**Tasks and exercises**
- a) In the forum post about the D600 oil problem, what does the writer say started the whole issue?
- b) Write down the part of the forum post about the D600 oil problem that opens with the words containing "I did, and mine" and closes with "than i'd like.".

+++ Source passage +++

I did, and mine does have the oil issue.  mine was also a factory refurb too (ie checked out by nikon).  It's annoying, it gets dirty VERY fast, and is very annoying to clean (usually taking multiple wet swabs).  That said I love the camera.  It's an awesome mix of IQ, low light, and light weight (yes this is a plus for someone who actually uses their camera professionally... but that's another rant).  I just have to clean it WAY more often than i'd like, and it takes a lot longer than i'd like.

the oil doesn't annoy me nearly much as all of the people WITHOUT D600's who like to chime in about the problem being hyped. this thread is a perfect example, look at all of those who felt the need to say something about the problem being hype... how many own d600's?  I actually have a dog in this fight, and i don't complain about the problem nearly as much as these guys b*tch about it not being a problem.

not saying that they can't potentially have decent 2nd hand info or research... but none have actual experience either positively or negatively in relation to the problem.  in the end they're just parroting what they've heard... aka hype.  not surprisingly it's the same people who like to give lens reviews/advice about lenses they've never used.

IMO it's wrong to say "it's just dust", it's not. or that "it clears up after xxx shots", because it's still pretty strong after dozens of 1000's of shots, perhaps it got better, but certainly not gone. and i have no idea where people are getting their #'s concerning "few isolated incidents".  It certainly affected a good chunk of the early products which was clearly evident by the first initial lensrental report that started the whole issue.  a lot of what's being said is from people who have absolutely no clue or experience with what they're talking about.  funny how they're the ones complaining about hype.

back to the OP no i haven't lost faith.  a company like this isn't going to recall all their cameras for something that's really not catastrophic.  Like i said I have one with the dust issue. and I knew this when i still had a chance to return it.  I didn't, and still wouldn't today.  Nikon makes great cameras, imo better than the other options out there dust/oil or not.

+++ Dataset entries +++

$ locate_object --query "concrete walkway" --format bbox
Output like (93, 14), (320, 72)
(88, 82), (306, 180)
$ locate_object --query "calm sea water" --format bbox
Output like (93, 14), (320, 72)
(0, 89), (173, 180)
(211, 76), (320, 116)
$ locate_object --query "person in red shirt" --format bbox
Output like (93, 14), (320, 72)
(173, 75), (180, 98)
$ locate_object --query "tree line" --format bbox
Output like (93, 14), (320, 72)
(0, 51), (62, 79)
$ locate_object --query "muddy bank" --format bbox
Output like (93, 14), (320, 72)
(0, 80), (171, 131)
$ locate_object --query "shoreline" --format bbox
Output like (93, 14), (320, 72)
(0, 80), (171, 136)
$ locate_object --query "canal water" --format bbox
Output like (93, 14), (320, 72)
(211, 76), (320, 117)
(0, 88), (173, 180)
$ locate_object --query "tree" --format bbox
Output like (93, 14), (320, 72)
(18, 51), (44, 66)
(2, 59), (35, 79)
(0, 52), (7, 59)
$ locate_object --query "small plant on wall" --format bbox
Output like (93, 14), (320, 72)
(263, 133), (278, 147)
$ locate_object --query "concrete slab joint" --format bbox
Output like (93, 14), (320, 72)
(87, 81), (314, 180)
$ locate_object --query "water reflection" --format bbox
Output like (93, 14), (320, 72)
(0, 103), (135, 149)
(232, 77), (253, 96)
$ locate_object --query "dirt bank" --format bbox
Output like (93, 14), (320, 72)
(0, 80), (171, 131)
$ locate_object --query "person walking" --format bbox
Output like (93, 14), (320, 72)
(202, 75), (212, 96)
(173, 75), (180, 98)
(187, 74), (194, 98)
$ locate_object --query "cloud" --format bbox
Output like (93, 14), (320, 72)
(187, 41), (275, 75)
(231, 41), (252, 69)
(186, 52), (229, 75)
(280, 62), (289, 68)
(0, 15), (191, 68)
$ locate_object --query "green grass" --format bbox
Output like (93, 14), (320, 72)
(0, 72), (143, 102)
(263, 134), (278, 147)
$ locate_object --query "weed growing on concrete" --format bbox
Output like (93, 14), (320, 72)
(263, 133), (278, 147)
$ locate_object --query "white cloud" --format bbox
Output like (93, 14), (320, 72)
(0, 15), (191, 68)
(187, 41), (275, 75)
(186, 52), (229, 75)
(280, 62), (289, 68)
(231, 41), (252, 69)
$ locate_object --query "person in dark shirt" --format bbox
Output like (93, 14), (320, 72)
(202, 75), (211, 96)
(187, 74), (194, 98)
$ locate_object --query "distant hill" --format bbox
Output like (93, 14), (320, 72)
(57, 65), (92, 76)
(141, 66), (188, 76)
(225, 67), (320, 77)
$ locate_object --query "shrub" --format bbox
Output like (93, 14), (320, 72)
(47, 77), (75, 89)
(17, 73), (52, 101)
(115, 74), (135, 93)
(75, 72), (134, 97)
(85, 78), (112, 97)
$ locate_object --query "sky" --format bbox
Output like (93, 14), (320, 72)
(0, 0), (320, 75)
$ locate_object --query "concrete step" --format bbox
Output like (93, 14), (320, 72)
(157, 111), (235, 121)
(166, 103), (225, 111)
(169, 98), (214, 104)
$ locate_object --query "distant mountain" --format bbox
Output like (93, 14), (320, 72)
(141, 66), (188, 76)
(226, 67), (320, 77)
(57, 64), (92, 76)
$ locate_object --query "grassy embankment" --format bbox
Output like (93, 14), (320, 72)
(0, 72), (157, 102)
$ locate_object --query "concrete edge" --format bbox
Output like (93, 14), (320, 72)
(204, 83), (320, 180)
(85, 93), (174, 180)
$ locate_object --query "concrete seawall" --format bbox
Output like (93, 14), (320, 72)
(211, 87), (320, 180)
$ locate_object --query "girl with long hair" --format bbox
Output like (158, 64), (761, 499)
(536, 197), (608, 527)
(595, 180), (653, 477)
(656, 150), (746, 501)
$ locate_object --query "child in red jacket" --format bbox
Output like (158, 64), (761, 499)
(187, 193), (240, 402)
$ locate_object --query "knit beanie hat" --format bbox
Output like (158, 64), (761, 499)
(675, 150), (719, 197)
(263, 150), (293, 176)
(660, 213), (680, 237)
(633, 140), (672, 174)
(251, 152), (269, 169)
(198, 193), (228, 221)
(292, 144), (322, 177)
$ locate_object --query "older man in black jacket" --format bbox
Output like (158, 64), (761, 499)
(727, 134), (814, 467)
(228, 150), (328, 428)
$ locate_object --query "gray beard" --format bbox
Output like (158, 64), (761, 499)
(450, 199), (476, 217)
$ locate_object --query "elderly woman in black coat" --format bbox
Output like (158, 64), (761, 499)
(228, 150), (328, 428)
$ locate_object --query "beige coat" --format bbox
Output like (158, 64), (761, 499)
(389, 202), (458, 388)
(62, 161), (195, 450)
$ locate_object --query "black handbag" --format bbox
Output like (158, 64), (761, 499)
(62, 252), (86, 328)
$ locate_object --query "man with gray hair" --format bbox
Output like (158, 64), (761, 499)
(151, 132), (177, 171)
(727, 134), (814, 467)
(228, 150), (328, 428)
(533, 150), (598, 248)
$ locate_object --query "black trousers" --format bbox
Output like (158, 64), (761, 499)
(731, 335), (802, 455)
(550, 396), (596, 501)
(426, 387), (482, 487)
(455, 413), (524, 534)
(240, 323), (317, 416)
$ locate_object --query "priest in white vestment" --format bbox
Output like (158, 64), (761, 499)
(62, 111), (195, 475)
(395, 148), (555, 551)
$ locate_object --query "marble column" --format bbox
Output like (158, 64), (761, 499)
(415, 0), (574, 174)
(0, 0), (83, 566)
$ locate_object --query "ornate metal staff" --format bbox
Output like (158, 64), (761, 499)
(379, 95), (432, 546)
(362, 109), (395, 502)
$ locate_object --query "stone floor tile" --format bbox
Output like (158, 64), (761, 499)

+++

**Expected responses**
- a) The first initial lensrental report.

- b)
I did, and mine does have the oil issue.  mine was also a factory refurb too (ie checked out by nikon).  It's annoying, it gets dirty VERY fast, and is very annoying to clean (usually taking multiple wet swabs).  That said I love the camera.  It's an awesome mix of IQ, low light, and light weight (yes this is a plus for someone who actually uses their camera professionally... but that's another rant).  I just have to clean it WAY more often than i'd like, and it takes a lot longer than i'd like.